**What you should do:** In the passage on India's central bank, what level did the rate-setting panel raise the repurchase rate to?

**Document passage:**
India’s central bank raised the key interest rate for a second straight month and pledged to withdraw the pandemic-era accommodation as it steps up its fight to tame prices that have been running above its target band since the beginning of the year.
The Reserve Bank of India’s rate-setting panel unanimously raised the repurchase rate by 50 basis points to 4.90%. Of the 41 economists in a Bloomberg survey, 17 expected a 50 basis point hike, while the rest pencilled in increases ranging from 25 basis points to 75 basis points. The increase was the biggest by the central bank in more than a decade.
“Inflation has steeply increased much beyond the upper tolerance level…sustained high prices could unhinge inflationary expectations and trigger second-round effects.”RBI Governor Shaktikanta Das in an online briefing.
Central banks worldwide are grappling with worse-than-anticipated inflation driven by supply chain disruptions, virus lockdowns and the war in Ukraine. India joins more than 50 monetary authorities, including the Federal Reserve, to have raised rates by at least a half-point in one move this year.

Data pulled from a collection
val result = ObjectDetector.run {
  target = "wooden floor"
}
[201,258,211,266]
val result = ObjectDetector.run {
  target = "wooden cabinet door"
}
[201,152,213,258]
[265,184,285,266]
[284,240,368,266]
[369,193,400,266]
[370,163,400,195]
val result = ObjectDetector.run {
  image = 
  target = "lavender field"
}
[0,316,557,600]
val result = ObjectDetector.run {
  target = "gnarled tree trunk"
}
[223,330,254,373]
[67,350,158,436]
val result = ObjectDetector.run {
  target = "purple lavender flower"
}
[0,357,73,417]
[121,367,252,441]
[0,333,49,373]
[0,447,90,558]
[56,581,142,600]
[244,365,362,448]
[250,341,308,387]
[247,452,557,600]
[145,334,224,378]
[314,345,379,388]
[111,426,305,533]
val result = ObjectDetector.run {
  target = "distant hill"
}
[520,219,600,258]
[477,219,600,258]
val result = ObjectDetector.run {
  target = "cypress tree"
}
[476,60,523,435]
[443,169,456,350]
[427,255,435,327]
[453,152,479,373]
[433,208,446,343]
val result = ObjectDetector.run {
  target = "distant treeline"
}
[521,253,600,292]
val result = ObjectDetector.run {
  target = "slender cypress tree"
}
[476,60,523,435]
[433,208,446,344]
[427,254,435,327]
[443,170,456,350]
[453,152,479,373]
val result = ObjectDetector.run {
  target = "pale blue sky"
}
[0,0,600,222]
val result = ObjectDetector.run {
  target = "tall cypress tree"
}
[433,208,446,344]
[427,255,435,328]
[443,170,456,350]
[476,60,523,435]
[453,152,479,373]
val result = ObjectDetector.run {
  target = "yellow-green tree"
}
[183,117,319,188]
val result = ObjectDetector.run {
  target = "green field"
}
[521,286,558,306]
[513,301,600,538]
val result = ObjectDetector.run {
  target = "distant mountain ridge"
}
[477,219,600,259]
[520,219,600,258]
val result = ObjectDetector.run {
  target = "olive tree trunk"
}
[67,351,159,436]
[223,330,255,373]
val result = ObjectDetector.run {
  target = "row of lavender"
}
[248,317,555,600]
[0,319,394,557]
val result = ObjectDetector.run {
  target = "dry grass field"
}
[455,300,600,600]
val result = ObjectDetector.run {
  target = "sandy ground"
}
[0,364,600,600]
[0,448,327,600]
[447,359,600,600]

**Answer for the task:** 4.90%, after a 50 basis point increase.